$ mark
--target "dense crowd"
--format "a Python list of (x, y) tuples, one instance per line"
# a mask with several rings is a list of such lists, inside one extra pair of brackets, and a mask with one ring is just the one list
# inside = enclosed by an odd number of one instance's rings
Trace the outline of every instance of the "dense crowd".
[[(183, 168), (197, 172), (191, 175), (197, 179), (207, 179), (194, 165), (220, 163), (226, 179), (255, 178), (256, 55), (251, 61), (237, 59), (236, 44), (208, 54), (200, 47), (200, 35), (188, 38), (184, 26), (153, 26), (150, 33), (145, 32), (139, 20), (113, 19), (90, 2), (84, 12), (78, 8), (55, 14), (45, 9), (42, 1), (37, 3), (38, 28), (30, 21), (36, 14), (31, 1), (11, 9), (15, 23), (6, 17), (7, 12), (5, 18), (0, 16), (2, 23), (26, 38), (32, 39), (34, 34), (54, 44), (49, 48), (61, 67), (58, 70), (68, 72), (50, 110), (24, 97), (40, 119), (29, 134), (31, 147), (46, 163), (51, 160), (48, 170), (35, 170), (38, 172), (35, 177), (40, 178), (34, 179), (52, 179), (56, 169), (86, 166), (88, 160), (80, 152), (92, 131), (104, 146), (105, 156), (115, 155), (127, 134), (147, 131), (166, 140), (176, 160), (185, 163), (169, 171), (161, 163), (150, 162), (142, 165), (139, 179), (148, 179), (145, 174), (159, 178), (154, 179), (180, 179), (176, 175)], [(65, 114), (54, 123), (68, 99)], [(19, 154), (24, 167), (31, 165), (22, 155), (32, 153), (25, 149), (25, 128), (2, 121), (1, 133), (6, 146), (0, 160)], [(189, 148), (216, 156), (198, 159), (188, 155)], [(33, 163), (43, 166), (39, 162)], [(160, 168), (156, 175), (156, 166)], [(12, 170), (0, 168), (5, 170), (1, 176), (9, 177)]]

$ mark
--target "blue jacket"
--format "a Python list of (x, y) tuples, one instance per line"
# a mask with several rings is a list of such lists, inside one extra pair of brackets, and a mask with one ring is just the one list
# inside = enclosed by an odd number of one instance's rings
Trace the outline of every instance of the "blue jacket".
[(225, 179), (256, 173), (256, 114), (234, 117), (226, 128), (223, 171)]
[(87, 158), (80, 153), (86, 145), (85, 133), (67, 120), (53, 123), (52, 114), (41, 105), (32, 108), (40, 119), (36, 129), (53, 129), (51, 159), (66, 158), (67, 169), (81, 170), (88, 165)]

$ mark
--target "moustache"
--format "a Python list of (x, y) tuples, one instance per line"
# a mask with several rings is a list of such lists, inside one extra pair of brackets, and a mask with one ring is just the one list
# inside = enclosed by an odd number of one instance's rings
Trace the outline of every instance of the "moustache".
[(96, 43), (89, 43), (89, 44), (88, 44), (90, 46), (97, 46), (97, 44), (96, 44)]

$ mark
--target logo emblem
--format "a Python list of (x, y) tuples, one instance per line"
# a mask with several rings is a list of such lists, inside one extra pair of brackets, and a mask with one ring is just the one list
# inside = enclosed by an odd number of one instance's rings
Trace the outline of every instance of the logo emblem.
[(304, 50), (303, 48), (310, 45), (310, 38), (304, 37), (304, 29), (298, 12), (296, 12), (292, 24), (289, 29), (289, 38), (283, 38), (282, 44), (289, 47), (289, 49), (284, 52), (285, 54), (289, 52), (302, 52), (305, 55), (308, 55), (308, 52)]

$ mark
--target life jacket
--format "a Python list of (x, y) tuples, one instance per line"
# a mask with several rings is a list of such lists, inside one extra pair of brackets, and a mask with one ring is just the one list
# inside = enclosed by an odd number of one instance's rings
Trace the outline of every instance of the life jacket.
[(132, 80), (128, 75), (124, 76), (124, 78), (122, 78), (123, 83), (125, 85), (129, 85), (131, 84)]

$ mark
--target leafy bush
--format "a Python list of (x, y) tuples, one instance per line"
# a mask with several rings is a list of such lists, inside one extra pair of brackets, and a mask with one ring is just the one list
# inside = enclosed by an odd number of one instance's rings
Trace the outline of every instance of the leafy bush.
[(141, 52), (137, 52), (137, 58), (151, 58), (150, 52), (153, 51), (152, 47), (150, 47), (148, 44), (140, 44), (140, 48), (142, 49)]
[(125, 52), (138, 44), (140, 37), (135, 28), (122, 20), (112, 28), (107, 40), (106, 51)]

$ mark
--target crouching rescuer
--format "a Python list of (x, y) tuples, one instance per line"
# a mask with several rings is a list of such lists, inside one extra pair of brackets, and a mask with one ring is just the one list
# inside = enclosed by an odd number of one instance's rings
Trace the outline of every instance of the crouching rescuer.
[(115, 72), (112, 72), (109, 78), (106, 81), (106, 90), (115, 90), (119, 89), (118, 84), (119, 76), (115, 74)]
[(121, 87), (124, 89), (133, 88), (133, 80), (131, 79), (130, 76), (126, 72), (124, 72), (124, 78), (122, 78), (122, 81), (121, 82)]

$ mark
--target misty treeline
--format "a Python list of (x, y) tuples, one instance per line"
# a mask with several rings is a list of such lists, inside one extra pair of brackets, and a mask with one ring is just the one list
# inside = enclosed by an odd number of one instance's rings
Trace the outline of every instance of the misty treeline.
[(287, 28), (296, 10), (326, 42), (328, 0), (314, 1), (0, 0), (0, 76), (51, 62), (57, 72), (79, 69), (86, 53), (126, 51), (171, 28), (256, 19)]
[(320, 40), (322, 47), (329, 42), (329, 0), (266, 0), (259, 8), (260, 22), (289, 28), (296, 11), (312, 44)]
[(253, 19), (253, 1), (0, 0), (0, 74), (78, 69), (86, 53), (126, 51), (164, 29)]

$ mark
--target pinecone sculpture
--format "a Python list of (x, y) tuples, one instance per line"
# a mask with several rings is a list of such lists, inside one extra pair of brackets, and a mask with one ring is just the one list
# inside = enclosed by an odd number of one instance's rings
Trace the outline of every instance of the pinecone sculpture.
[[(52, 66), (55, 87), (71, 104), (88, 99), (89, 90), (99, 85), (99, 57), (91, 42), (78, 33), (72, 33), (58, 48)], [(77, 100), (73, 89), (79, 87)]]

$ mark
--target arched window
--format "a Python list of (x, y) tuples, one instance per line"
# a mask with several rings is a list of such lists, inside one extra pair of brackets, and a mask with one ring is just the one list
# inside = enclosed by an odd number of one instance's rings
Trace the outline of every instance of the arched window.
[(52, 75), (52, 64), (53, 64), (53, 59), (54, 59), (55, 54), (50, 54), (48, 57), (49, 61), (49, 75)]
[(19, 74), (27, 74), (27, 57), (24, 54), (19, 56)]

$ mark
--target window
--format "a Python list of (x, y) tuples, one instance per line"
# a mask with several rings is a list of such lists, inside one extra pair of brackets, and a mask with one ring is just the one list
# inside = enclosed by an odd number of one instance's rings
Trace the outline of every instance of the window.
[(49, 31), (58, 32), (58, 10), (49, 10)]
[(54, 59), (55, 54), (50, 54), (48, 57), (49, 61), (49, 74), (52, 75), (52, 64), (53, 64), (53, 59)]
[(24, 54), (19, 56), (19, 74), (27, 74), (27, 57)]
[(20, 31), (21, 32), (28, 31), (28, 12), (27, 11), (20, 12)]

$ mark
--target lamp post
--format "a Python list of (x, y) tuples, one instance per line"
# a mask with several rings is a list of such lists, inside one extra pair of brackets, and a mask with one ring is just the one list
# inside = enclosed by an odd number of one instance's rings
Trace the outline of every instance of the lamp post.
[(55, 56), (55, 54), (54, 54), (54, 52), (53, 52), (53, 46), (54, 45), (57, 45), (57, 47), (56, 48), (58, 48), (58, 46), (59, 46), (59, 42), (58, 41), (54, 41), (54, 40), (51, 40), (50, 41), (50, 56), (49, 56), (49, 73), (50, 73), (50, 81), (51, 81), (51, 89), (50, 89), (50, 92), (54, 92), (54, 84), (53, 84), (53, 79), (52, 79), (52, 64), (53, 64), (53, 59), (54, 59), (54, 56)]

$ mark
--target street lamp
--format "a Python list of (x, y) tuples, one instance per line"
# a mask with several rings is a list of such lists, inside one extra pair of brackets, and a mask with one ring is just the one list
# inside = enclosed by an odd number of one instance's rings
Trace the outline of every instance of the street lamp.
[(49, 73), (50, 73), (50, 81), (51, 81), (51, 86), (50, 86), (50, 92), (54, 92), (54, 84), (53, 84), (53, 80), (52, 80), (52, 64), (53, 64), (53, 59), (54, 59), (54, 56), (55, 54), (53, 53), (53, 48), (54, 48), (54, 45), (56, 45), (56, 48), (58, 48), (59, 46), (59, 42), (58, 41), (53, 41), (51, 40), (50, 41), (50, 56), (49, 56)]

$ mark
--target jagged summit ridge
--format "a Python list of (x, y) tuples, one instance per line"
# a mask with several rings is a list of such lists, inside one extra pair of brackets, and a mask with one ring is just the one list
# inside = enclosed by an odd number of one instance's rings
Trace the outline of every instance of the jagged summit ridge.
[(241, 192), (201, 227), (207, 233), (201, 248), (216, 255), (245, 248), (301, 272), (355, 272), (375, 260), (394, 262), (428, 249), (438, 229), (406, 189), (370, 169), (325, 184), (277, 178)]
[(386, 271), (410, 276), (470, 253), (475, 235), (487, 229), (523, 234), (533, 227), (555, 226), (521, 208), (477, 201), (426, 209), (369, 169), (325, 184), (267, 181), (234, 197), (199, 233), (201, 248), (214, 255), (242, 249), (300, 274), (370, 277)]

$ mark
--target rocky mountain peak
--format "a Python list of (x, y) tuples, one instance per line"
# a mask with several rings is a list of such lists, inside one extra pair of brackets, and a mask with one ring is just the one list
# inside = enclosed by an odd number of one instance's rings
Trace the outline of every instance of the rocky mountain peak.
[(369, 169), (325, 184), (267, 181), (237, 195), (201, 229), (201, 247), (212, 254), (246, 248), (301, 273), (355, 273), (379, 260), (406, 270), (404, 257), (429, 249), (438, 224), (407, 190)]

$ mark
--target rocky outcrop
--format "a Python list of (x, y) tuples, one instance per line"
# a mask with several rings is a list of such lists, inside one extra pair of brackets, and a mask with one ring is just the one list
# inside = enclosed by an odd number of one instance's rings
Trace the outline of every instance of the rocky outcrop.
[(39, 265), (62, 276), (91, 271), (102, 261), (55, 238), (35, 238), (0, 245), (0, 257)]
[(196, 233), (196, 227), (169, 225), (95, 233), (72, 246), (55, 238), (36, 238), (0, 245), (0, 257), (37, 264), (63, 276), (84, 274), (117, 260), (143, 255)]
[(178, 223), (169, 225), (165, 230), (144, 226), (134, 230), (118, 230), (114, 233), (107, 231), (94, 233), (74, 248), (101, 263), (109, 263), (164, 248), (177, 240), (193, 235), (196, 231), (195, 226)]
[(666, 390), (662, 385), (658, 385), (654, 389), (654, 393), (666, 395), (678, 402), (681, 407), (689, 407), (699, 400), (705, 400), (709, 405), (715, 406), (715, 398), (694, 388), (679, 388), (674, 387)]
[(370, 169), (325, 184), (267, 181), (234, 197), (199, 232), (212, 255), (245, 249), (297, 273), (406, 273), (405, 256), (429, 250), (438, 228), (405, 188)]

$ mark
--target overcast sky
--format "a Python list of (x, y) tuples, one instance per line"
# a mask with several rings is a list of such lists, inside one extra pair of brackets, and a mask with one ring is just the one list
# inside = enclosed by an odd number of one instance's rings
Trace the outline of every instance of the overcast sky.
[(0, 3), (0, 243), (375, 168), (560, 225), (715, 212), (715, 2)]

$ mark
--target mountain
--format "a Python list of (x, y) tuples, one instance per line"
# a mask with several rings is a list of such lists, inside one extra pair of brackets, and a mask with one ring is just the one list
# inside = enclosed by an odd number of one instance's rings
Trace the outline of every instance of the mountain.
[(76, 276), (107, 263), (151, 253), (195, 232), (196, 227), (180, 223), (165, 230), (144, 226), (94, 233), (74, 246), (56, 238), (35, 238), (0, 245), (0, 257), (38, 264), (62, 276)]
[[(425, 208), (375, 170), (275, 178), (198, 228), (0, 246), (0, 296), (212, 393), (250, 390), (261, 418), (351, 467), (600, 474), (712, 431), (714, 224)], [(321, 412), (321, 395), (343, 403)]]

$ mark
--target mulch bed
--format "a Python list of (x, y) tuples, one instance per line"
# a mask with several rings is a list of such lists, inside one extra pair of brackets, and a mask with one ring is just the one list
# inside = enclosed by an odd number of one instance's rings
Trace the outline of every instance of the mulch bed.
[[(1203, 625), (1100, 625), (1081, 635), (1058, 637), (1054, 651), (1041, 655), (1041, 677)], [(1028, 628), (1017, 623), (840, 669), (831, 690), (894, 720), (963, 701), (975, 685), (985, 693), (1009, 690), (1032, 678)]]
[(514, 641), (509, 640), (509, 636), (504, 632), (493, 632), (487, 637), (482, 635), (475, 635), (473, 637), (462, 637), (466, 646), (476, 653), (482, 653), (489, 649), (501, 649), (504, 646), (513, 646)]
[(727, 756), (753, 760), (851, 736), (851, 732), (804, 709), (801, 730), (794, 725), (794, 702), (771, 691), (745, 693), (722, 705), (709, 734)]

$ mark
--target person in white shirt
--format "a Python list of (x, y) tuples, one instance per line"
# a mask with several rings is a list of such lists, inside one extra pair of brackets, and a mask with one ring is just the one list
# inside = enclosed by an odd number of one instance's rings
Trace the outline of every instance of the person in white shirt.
________________
▸ What is being asked: Pick out each line in the rows above that contains the string "post". Case counts.

▸ Solved problem:
--target lamp post
Trace the outline of every instance of the lamp post.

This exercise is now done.